RAW DATA section start

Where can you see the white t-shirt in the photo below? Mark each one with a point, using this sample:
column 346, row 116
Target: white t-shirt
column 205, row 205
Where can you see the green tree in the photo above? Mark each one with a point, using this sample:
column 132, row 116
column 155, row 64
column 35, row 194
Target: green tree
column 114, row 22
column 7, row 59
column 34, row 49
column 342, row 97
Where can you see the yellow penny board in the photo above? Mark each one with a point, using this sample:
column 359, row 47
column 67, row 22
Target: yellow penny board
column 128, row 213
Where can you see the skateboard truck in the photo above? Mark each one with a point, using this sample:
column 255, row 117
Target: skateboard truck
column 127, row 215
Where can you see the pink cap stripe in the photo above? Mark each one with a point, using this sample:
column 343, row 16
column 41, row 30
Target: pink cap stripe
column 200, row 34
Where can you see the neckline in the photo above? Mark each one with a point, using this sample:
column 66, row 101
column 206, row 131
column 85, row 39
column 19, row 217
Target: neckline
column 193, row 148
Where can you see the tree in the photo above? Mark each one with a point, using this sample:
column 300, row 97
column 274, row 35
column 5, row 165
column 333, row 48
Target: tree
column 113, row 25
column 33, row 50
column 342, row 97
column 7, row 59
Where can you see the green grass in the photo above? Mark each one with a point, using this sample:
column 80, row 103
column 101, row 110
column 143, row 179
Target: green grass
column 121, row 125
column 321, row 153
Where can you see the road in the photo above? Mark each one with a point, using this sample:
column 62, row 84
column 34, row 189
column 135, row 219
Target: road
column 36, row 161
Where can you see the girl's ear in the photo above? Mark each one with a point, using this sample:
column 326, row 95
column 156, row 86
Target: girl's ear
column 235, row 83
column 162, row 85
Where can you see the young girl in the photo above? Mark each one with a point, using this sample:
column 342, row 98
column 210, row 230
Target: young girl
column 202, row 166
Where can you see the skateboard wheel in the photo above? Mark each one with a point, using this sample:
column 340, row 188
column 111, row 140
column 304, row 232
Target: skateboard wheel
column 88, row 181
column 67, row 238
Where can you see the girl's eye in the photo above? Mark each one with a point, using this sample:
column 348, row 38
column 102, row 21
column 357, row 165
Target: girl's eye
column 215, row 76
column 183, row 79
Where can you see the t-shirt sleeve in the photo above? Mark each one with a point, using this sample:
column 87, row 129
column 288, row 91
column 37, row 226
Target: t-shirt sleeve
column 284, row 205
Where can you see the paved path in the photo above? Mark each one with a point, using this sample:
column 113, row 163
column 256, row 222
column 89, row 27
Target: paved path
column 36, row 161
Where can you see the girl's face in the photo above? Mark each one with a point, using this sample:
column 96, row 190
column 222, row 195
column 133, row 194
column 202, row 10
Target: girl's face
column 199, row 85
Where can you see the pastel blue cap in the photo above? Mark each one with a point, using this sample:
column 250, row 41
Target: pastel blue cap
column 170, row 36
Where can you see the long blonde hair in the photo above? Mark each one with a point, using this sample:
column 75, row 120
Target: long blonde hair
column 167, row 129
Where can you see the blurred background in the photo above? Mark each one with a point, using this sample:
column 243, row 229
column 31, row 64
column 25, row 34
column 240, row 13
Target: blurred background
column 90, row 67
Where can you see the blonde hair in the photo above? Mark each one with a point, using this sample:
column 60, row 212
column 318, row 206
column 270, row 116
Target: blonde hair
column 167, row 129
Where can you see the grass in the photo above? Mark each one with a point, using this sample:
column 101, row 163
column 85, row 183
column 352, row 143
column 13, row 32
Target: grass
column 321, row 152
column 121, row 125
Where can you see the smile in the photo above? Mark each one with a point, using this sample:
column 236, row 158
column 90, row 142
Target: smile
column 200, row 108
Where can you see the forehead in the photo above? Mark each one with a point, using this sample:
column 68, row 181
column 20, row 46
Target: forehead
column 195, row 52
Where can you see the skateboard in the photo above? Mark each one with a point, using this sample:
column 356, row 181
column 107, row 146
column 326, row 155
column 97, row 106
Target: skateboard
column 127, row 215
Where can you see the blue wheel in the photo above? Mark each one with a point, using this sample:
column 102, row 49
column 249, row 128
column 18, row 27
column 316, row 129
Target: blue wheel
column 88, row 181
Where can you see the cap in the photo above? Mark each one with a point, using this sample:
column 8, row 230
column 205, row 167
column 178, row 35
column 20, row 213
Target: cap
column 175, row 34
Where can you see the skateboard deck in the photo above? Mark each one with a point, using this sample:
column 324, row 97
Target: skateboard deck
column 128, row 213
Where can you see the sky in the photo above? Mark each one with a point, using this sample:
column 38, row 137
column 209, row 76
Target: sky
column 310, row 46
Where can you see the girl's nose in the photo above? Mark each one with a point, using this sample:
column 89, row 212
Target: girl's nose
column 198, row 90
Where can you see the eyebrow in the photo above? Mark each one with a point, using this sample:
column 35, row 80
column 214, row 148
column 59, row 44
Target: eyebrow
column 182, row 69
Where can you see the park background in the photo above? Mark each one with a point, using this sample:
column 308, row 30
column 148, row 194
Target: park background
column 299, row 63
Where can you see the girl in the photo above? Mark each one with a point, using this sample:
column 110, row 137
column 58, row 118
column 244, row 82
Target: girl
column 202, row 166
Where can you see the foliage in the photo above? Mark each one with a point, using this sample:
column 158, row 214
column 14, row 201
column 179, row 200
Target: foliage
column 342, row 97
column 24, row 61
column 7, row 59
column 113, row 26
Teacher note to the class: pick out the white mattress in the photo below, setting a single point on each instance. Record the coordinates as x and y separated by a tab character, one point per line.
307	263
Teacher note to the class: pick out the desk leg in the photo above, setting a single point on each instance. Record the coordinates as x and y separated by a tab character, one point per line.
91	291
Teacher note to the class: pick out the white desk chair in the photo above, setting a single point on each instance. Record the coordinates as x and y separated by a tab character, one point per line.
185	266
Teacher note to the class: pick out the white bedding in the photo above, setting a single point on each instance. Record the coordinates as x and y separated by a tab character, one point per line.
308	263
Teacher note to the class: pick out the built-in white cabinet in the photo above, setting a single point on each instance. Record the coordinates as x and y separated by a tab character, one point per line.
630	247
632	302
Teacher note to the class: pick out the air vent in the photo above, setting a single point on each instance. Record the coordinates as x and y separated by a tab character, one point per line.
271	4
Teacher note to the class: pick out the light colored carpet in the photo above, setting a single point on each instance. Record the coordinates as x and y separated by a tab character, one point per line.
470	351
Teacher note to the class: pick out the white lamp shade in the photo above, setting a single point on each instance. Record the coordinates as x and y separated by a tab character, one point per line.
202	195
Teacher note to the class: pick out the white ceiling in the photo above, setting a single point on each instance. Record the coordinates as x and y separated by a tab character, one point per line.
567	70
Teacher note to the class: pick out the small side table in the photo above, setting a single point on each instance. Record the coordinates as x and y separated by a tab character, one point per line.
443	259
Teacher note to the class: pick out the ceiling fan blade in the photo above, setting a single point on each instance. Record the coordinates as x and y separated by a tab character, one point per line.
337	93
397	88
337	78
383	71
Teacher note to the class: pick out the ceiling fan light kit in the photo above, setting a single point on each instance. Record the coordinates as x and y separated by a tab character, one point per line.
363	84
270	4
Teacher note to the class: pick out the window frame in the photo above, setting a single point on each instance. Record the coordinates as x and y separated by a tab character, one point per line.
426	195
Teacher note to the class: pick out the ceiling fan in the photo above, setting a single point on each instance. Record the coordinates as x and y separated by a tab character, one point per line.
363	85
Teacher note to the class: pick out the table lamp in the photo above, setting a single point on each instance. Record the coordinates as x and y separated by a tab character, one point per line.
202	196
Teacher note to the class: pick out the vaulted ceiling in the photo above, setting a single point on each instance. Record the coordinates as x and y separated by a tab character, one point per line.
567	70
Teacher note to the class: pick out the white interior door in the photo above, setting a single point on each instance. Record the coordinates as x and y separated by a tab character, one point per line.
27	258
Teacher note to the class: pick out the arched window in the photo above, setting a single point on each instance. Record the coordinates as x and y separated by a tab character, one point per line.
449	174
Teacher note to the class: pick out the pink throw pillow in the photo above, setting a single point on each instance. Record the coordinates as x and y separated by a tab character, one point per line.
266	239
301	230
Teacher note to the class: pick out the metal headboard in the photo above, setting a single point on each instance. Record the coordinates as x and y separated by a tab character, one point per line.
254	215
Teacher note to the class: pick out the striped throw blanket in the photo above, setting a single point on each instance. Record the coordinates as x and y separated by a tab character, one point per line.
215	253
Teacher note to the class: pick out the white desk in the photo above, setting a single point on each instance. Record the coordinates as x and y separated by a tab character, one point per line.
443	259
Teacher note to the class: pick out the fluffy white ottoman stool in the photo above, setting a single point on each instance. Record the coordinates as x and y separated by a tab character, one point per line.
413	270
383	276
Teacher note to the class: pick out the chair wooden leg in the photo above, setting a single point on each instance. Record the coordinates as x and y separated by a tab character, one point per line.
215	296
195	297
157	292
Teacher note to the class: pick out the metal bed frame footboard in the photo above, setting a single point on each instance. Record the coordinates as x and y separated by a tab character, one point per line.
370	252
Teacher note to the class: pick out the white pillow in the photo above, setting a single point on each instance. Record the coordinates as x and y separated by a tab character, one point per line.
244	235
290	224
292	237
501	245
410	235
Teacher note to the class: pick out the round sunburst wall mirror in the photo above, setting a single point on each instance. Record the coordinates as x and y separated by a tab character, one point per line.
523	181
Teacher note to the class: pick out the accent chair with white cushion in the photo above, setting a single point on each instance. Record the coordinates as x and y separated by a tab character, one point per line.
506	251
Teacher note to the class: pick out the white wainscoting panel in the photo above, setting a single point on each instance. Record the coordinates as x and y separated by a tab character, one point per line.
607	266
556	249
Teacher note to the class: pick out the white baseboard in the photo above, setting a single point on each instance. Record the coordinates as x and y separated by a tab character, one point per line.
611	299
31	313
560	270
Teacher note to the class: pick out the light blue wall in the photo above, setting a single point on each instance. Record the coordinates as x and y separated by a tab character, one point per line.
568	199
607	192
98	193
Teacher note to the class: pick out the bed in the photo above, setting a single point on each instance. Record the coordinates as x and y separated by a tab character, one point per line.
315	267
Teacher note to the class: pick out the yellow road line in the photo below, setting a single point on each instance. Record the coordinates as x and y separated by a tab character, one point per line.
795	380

RAW DATA section end

(TASK STATEMENT) Please, from the material above, copy only the lines from the line with "column 346, row 116" up to and including the line with "column 35, row 194", exactly as written.

(ANSWER TO THE PROBLEM)
column 346, row 116
Target: white t-shirt
column 205, row 205
Where can you see the green tree in the photo above? Mark each one with a point, using this sample:
column 132, row 116
column 155, row 64
column 35, row 194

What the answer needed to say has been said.